# Page text
==================================================
If you’re still furloughed, newly unemployed, working part-time or simply interested in making the most of your days off, you may want to use my tips below to better manage and enjoy your free time.

Keep a Steady Routine 

This is something I really struggled with at the beginning of furlough, no job to set an alarm for and no reason to get out of bed and leave the house, apart from battling the local supermarket goers for a packet of toilet roll. Unsurprisingly this is not a healthy mindset to have and once I actually started getting out of bed at a responsible time and planning my, albeit a rather empty day, I felt a whole lot better about my situation and was able to better take on the day.

Even though my routine has changed since going back to work, making sure that I still get up at a reasonable time, even at the weekend or on holiday, has meant that I have a far more productive day and really feel that my time off is being used wisely.
==================================================
# Supplied data
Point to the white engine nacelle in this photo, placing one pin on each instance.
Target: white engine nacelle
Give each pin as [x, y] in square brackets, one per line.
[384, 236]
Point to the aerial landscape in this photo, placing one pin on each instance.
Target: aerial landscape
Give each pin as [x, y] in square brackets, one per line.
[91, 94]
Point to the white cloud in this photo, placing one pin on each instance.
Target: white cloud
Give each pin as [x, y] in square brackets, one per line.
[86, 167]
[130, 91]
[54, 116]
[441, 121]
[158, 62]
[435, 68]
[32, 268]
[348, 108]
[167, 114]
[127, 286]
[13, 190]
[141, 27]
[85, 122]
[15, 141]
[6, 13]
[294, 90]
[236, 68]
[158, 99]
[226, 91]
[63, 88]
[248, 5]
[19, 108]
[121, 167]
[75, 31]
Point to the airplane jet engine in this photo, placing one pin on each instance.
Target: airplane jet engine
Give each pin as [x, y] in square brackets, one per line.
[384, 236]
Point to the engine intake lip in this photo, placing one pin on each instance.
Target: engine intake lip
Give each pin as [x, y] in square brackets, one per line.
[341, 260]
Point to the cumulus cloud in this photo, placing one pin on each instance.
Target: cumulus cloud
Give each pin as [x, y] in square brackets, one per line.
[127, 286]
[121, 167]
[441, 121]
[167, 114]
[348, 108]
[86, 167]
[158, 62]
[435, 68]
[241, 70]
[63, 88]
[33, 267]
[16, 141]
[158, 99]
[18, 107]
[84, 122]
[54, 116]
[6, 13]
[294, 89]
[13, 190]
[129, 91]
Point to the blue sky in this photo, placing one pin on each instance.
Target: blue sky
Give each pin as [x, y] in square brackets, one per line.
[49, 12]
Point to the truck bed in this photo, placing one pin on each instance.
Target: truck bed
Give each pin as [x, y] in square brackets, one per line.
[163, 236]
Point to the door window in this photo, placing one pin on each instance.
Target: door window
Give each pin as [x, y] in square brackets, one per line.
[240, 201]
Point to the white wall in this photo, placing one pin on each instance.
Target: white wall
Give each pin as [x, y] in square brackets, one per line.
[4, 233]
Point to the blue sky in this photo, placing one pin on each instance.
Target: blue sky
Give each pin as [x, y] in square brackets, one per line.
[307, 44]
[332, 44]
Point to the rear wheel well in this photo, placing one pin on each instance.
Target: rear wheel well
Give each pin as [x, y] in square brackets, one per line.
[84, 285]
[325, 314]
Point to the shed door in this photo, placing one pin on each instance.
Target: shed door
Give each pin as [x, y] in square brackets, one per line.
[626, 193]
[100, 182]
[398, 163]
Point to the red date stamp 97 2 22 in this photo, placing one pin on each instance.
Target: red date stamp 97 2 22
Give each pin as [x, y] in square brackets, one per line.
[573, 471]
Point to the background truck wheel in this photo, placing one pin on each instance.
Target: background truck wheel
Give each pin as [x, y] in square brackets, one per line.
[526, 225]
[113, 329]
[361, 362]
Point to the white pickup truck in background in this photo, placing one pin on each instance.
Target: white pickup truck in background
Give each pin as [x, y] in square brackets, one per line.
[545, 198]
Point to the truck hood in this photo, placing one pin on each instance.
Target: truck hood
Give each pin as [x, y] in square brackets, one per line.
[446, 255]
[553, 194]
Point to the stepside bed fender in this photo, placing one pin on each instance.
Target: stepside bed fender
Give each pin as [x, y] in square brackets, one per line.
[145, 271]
==================================================
# What to work on
1. Answer from the free-time tips:
(a) Which groups of readers are the tips meant for?
(b) Early in furlough, what was the only reason the writer had to leave the house?
(c) On which occasions does the writer still get up at a reasonable time?
2. In the free-time tips, why does the writer keep getting up at a reasonable time even after going back to work? Answer in one to three sentences.
3. Resume the free-time tips after their final sentence.
The lines play no part in what follows.

# Answers for the exercise
1.
(a) People who are still furloughed, newly unemployed, or working part-time, and anyone interested in making the most of their days off.
(b) Battling the local supermarket goers for a packet of toilet roll.
(c) At the weekend and on holiday.

2. Getting up at a reasonable time has given the writer a far more productive day. It also makes the writer feel that time off is being used wisely.

3.
A Text Can Make a World of Difference

I think this is something that most have realised whilst in lockdown. When we were no longer able to meet people whenever we liked, the benefits and importance of digital communications became much more prominent. Often over my furlough period, a simple text or zoom call made my day and I hope my communications did provide this to others as well. 

However, even though at least some of us are now able to leave the confines of our own homes it's important that we do make the effort to talk to those who aren’t. Dropping someone a quick text may not be as good as meeting in the pub for a drink but that small act of connection really can help.

Hobbies are Good, Even if you’re Bad at Them

Like many, I used lockdown to throw myself into my hobbies like horse riding and running. (I have been doing these for years) However, I was also able to try some activities I wouldn’t have before, like gardening, knitting and a lot of DIY-ing (I'm not sure you can class this as a hobby but I had a lot of fun doing it)

Now, I can’t say I was really any good at any of them, however, having something to do in my spare time was not only a good way to pass the time but was also very rewarding. There’s just something about making a salad with your own homegrown radishes and salad leaves that made me feel like I’d just been giving a gold star from the teacher. 

Be kind, Always

With all the negatives that came part and parcel with lockdown, one positive I did note was a real sense of community between those living in my local town. Residents were polite and considerate, at a distance, of course.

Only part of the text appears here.